Beginning at the line that includes "Query: swan's white wing" in the entries below, print each line exactly as it appears, through the last one.

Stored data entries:
BEGIN
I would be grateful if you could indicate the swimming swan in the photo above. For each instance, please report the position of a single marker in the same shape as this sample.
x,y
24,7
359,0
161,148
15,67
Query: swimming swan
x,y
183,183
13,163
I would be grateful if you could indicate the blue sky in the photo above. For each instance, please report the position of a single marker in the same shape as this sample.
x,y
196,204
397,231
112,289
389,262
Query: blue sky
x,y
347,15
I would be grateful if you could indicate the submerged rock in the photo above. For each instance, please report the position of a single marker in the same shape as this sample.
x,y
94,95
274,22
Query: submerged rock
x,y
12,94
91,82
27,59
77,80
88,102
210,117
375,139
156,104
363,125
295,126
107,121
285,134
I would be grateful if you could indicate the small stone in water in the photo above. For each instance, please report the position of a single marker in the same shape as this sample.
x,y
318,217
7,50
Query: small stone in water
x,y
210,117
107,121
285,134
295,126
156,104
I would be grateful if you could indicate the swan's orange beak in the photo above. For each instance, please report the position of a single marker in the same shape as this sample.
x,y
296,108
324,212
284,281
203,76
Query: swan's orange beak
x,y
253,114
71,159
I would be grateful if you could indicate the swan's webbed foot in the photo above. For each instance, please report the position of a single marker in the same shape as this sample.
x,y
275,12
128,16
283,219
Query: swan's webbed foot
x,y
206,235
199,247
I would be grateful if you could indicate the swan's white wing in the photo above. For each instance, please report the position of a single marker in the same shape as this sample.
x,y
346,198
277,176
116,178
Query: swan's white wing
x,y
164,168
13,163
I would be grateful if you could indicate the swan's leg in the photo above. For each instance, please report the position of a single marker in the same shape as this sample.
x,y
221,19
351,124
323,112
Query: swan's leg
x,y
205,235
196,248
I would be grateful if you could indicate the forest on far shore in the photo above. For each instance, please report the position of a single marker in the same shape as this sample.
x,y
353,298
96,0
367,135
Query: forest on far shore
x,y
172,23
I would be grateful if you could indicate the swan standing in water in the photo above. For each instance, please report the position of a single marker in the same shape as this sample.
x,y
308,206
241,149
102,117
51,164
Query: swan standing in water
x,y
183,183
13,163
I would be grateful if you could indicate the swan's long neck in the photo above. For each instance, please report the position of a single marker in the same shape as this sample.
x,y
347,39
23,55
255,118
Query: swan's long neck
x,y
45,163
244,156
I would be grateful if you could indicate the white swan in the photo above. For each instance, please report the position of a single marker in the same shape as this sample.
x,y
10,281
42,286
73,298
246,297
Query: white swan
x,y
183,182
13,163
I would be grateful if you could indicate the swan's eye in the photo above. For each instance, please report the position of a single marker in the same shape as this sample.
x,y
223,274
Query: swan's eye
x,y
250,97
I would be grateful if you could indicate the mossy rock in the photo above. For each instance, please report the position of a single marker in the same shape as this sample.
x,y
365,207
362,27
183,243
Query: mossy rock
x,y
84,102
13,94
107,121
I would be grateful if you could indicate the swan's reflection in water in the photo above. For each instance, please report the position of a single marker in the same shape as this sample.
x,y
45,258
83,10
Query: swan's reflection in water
END
| Response to the exercise |
Query: swan's white wing
x,y
164,168
13,163
I would be grateful if you could indicate the swan's leg in the photo above. For each instance, please report the position of a single marker in the same shape as this sample.
x,y
221,19
351,124
323,112
Query: swan's leg
x,y
205,235
196,248
I would be grateful if you could indicate the forest on far shore in the photo above. For each instance, please report the position of a single marker in the same shape as this sample.
x,y
353,298
96,0
367,135
Query: forest on far shore
x,y
172,23
I would be grateful if you could indicate the swan standing in water in the photo above. For each instance, please report the position of a single marker in the same shape as this sample.
x,y
308,206
241,149
102,117
51,164
Query: swan standing in water
x,y
183,183
13,163
I would be grateful if you could indicate the swan's long neck in the photo above. For each instance, please report the position of a single marker in the same shape as this sample.
x,y
347,39
23,55
255,118
Query: swan's long neck
x,y
45,163
244,156
I would be grateful if you could indicate the white swan in the photo above. For each instance, please report the position of a single marker in the same shape as this sample.
x,y
10,281
42,286
73,298
246,297
Query: white swan
x,y
183,182
13,163
I would be grateful if you could indicate the swan's eye in the photo above. For each instance, please report the position of a single marker in the same shape as this sample.
x,y
223,274
Query: swan's eye
x,y
250,97
I would be grateful if you could indicate the mossy rock in the photo above. For each instance, please report the position of a single marker in the same shape as this sample.
x,y
365,207
362,27
183,243
Query: mossy rock
x,y
84,102
13,94
107,121
I would be grateful if you could indicate the swan's reflection in water in the photo above. For each instance, please report the position of a single marker in the same shape as this sample.
x,y
45,258
83,10
Query: swan's reflection in water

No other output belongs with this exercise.